§ To be done: Transcribe the entries below verbatim, everything from the very start of the entries down to and including the line that contains "pixel 113 148". Leave the pictures out of your copy.

§ Input data:
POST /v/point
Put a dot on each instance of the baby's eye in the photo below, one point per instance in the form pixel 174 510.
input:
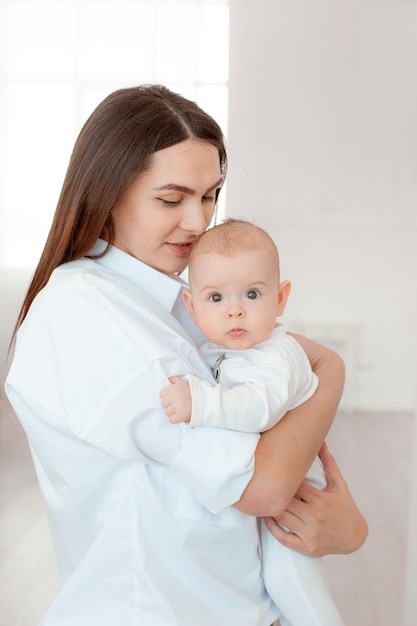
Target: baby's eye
pixel 252 294
pixel 215 297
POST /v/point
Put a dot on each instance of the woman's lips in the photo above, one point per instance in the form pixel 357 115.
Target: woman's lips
pixel 180 249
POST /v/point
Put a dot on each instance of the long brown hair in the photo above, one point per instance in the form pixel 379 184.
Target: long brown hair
pixel 113 148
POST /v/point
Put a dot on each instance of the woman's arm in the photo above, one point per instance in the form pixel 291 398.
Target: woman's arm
pixel 322 522
pixel 285 452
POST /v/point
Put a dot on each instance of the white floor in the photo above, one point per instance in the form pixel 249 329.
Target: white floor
pixel 373 452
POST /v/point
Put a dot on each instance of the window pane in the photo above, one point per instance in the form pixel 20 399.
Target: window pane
pixel 176 43
pixel 116 42
pixel 39 141
pixel 213 44
pixel 214 100
pixel 41 42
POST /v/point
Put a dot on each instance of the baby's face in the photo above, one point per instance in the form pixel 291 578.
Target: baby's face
pixel 234 300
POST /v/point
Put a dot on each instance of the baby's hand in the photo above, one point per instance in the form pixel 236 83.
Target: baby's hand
pixel 176 400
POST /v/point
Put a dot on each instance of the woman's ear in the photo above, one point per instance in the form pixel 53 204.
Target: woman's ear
pixel 284 290
pixel 188 301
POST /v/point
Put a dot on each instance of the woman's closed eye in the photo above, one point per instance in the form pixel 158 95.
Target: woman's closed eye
pixel 167 202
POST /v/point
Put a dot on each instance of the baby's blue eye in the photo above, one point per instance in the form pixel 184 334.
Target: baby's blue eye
pixel 252 294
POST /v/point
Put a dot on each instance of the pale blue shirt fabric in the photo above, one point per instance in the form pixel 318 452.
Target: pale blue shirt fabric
pixel 139 509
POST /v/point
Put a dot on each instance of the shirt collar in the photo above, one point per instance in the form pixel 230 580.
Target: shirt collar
pixel 164 288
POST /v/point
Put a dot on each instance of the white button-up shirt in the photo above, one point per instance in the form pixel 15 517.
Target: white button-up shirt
pixel 139 509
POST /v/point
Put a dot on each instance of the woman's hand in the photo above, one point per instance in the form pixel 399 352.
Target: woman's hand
pixel 322 522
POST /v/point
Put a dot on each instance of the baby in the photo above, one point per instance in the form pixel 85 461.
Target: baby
pixel 261 373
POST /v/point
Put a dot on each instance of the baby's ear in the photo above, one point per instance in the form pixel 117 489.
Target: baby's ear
pixel 284 290
pixel 188 301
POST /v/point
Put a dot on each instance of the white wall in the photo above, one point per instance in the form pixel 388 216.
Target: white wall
pixel 323 154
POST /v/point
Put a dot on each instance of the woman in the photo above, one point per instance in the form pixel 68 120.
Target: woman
pixel 153 523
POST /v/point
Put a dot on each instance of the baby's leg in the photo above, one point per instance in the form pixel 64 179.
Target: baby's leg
pixel 297 585
pixel 295 582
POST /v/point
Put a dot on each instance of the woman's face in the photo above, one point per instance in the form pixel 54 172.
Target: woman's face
pixel 169 205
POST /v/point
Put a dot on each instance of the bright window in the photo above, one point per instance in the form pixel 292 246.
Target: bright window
pixel 60 59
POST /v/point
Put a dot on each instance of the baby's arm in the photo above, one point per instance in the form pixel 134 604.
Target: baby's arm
pixel 176 400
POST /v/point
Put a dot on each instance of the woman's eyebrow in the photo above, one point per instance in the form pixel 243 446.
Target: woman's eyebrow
pixel 183 189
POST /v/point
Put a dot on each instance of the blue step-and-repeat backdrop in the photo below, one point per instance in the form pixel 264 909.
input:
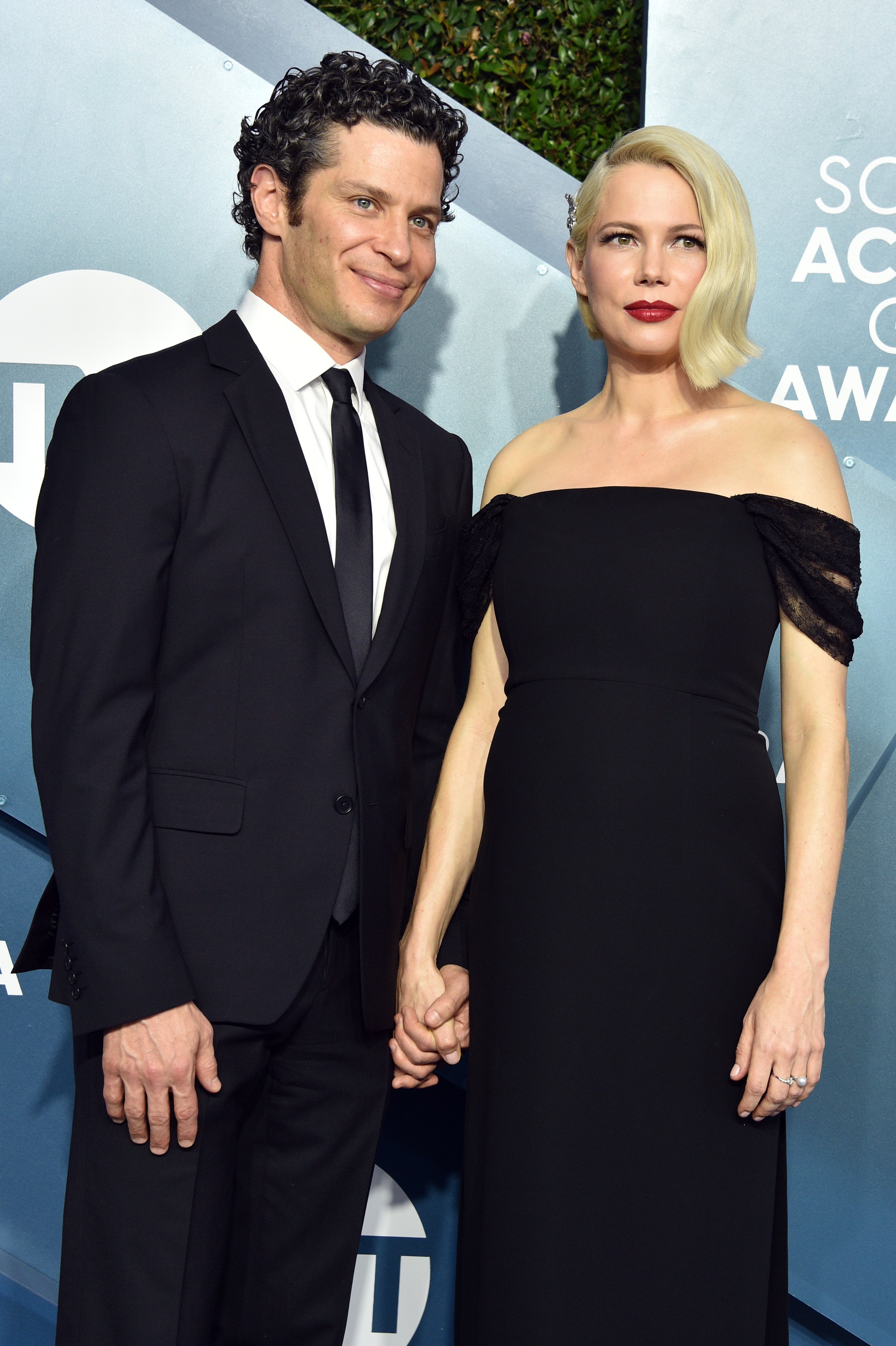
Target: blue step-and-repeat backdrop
pixel 119 120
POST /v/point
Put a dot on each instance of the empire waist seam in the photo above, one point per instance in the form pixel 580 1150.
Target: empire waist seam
pixel 657 687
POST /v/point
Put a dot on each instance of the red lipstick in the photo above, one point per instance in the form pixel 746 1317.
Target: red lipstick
pixel 650 310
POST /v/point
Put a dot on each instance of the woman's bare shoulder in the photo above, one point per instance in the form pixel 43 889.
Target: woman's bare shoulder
pixel 517 460
pixel 790 457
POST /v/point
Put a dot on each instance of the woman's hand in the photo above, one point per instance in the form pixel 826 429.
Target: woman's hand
pixel 784 1038
pixel 432 1022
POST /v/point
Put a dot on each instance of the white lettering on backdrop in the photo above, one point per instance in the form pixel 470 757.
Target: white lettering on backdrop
pixel 820 259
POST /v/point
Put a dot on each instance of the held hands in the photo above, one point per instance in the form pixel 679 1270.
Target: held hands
pixel 432 1024
pixel 784 1040
pixel 146 1063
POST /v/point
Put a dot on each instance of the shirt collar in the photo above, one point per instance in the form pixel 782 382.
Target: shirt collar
pixel 296 356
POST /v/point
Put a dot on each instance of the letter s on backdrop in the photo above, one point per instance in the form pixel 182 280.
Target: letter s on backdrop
pixel 832 182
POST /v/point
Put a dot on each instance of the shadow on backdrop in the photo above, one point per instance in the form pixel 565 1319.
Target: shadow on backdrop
pixel 396 361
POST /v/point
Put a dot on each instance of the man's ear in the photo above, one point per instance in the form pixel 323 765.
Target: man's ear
pixel 269 201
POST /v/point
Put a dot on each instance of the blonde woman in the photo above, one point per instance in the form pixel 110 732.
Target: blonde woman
pixel 647 975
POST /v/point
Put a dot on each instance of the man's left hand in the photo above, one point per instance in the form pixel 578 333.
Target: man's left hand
pixel 419 1045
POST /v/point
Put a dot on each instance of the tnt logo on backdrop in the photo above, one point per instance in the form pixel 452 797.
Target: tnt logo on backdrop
pixel 867 262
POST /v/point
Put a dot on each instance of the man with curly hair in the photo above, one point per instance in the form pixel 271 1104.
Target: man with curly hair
pixel 247 664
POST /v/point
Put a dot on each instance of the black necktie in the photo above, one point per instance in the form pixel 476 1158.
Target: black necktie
pixel 354 570
pixel 354 519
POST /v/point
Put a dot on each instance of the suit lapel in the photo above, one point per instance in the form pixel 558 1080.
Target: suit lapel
pixel 402 453
pixel 264 419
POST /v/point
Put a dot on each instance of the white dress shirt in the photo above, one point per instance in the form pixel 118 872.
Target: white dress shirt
pixel 298 361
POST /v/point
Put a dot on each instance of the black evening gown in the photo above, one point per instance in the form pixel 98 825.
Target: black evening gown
pixel 625 909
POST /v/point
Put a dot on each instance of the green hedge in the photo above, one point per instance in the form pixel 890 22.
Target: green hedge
pixel 563 79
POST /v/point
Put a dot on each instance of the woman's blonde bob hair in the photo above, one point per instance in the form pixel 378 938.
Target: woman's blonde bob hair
pixel 713 332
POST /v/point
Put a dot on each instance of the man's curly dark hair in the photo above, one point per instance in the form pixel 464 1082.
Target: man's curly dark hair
pixel 292 134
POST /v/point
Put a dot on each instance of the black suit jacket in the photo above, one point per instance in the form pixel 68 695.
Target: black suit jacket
pixel 201 742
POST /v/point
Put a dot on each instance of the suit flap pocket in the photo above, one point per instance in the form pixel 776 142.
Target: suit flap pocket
pixel 197 803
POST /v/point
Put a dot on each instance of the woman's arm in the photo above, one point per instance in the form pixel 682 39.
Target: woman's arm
pixel 785 1026
pixel 448 859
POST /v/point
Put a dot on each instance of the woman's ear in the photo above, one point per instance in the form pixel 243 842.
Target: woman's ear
pixel 576 270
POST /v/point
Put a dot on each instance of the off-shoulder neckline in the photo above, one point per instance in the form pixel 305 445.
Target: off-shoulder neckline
pixel 672 490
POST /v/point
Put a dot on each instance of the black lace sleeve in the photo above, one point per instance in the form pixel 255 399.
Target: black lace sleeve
pixel 813 558
pixel 480 547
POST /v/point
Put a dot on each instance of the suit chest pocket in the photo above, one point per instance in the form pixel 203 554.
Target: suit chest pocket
pixel 436 536
pixel 190 803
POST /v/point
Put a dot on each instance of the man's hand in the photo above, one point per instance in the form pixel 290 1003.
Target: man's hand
pixel 419 1045
pixel 149 1061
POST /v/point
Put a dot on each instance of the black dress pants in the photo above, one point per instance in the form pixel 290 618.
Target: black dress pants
pixel 251 1235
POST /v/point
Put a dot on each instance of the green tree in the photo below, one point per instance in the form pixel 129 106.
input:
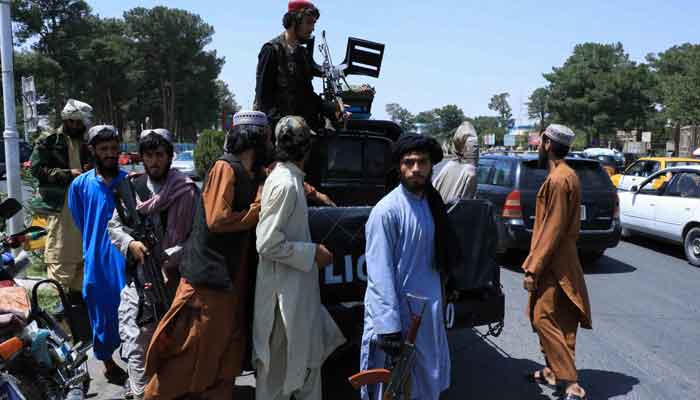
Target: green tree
pixel 499 103
pixel 450 117
pixel 537 107
pixel 111 82
pixel 429 121
pixel 226 98
pixel 488 125
pixel 599 90
pixel 403 117
pixel 59 29
pixel 180 90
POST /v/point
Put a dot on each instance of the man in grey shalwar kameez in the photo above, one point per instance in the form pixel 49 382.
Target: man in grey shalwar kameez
pixel 456 179
pixel 402 258
pixel 293 333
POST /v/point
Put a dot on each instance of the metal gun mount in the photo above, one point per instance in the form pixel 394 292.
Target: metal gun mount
pixel 362 57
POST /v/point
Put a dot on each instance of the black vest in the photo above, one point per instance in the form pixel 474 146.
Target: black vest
pixel 294 94
pixel 211 259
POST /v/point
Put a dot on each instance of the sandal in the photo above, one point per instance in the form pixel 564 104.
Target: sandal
pixel 116 376
pixel 538 378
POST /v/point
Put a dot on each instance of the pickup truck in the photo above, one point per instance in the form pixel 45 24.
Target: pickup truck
pixel 353 167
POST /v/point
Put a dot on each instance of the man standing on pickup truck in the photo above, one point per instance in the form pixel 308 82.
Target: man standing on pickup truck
pixel 286 69
pixel 456 180
pixel 198 347
pixel 405 255
pixel 553 275
pixel 166 198
pixel 293 333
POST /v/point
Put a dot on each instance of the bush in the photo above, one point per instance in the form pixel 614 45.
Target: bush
pixel 210 146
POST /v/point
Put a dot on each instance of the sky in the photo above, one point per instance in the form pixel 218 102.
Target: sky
pixel 443 52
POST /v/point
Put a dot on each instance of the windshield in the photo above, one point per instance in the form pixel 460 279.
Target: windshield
pixel 184 156
pixel 590 174
pixel 681 163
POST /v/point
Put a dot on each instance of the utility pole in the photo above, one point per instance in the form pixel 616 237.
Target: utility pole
pixel 14 183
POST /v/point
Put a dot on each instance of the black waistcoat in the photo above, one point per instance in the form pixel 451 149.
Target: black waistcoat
pixel 211 259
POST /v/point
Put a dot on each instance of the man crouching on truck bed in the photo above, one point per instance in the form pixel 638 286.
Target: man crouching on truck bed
pixel 407 252
pixel 293 333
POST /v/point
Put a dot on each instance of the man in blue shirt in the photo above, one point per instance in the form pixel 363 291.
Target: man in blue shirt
pixel 91 203
pixel 404 257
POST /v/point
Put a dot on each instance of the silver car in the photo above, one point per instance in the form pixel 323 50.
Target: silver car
pixel 184 162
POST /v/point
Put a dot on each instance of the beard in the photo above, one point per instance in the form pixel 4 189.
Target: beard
pixel 413 186
pixel 106 170
pixel 75 133
pixel 543 158
pixel 158 175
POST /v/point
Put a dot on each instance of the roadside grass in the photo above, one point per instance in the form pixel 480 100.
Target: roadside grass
pixel 48 299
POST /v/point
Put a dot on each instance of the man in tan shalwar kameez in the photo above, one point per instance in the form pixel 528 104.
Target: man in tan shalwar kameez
pixel 58 157
pixel 199 346
pixel 553 275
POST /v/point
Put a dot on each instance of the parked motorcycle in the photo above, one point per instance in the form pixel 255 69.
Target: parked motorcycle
pixel 38 360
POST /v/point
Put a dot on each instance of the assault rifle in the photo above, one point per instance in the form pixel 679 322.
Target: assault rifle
pixel 155 297
pixel 362 58
pixel 333 78
pixel 397 379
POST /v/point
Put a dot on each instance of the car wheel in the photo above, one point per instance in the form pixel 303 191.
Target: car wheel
pixel 625 233
pixel 692 246
pixel 591 257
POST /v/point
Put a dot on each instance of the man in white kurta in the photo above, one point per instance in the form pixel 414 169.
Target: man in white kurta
pixel 293 333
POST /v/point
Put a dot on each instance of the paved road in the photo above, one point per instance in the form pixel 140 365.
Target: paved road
pixel 646 317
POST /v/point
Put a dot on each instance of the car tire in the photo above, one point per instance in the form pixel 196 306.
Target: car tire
pixel 691 244
pixel 625 233
pixel 591 257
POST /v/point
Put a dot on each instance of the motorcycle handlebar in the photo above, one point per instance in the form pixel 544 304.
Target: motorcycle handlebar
pixel 13 266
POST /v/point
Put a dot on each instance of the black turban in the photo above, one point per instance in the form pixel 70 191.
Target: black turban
pixel 418 143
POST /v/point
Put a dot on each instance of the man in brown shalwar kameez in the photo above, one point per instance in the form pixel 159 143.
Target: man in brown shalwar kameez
pixel 553 275
pixel 199 346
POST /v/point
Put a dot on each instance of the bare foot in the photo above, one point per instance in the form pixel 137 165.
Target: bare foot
pixel 574 388
pixel 547 375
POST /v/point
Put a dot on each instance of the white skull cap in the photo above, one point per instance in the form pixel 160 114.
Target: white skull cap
pixel 162 132
pixel 560 134
pixel 257 118
pixel 79 111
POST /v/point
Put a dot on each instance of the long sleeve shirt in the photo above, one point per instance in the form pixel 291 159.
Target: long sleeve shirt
pixel 400 256
pixel 287 278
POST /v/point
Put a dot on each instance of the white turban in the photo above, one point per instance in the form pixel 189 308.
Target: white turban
pixel 77 110
pixel 465 142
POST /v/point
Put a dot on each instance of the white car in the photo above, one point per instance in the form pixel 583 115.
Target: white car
pixel 184 162
pixel 670 213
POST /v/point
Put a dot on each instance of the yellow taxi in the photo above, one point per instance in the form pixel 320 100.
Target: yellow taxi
pixel 645 167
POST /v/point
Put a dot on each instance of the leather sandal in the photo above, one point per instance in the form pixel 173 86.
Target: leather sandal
pixel 540 380
pixel 571 396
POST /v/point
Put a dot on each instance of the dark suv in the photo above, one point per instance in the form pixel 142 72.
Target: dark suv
pixel 515 180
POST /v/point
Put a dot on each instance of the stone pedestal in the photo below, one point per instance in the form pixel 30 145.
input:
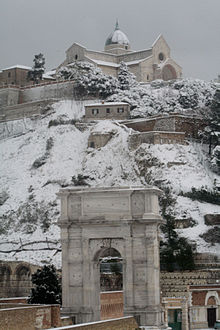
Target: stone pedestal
pixel 95 221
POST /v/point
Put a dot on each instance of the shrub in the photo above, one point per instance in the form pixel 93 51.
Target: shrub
pixel 212 235
pixel 47 287
pixel 203 195
pixel 56 122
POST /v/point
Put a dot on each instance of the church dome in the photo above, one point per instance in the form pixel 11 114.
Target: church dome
pixel 117 37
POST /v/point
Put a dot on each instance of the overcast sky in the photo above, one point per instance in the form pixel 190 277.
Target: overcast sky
pixel 190 27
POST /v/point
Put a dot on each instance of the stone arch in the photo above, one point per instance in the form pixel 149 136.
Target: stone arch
pixel 5 273
pixel 168 72
pixel 23 271
pixel 5 280
pixel 105 252
pixel 122 220
pixel 212 298
pixel 111 281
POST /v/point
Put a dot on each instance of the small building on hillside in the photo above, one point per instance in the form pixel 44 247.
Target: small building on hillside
pixel 107 110
pixel 17 75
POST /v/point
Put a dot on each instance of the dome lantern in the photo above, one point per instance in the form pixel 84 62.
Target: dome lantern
pixel 117 42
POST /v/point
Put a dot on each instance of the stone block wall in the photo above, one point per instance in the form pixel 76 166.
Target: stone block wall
pixel 191 126
pixel 9 96
pixel 15 279
pixel 173 123
pixel 98 140
pixel 30 317
pixel 19 111
pixel 55 90
pixel 135 140
pixel 212 219
pixel 111 304
pixel 176 284
pixel 125 323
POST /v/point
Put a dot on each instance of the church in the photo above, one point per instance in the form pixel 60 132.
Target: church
pixel 147 64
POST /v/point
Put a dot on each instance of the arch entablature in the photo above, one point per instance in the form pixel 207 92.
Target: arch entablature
pixel 98 222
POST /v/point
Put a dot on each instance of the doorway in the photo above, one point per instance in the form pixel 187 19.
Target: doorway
pixel 211 316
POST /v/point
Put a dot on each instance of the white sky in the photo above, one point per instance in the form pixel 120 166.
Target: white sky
pixel 191 28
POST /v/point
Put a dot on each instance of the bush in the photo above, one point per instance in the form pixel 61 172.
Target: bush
pixel 47 287
pixel 203 195
pixel 57 122
pixel 212 235
pixel 176 253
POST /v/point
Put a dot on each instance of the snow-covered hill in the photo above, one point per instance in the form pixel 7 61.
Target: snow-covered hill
pixel 39 156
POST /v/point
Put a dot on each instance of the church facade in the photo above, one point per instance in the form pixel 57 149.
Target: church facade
pixel 147 65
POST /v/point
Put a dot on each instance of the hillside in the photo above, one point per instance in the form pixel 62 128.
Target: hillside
pixel 41 155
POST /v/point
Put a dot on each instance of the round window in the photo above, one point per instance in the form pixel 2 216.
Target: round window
pixel 161 57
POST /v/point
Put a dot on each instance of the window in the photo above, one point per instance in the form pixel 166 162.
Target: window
pixel 95 111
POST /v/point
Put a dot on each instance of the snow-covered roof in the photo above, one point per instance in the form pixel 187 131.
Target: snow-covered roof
pixel 105 104
pixel 18 66
pixel 115 65
pixel 117 37
pixel 49 74
pixel 105 63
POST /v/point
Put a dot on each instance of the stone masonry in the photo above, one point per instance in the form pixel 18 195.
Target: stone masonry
pixel 94 223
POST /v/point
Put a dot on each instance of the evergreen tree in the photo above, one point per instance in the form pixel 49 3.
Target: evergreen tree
pixel 47 287
pixel 175 252
pixel 125 77
pixel 215 132
pixel 37 71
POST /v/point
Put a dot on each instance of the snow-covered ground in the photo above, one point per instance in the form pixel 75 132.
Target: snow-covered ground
pixel 28 191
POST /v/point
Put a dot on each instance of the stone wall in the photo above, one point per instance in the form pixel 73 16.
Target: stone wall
pixel 30 317
pixel 125 323
pixel 174 123
pixel 24 110
pixel 135 140
pixel 15 279
pixel 111 304
pixel 55 90
pixel 9 96
pixel 176 284
pixel 97 140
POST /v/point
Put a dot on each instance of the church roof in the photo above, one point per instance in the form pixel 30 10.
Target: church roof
pixel 117 37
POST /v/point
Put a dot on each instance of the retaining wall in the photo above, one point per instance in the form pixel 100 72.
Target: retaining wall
pixel 125 323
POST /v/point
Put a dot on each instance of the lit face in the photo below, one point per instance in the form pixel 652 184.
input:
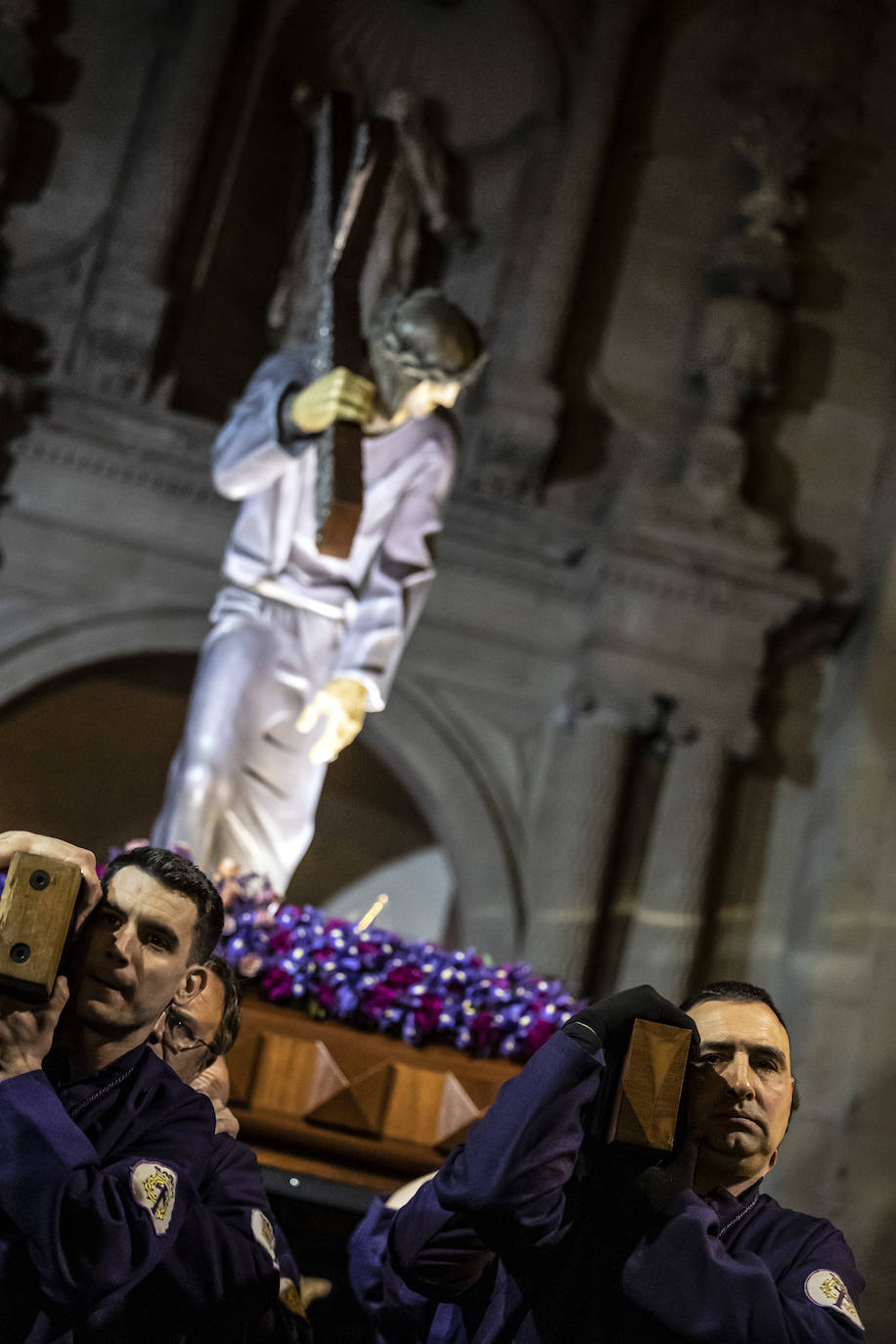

§ Task result:
POST /v/point
Put a dot on each instance of the baby's eye in the photo below, one point per instance in the form pixel 174 510.
input:
Target: baby's eye
pixel 252 294
pixel 215 297
POST /v/point
Put a dot on each instance of the woman's lips in the photo above, one point per instance in the form pixel 357 115.
Target: woman's lips
pixel 180 249
POST /v/point
Put a dot on each instance of the long brown hair in the photo above, one point per instance in the form pixel 379 184.
Target: long brown hair
pixel 113 148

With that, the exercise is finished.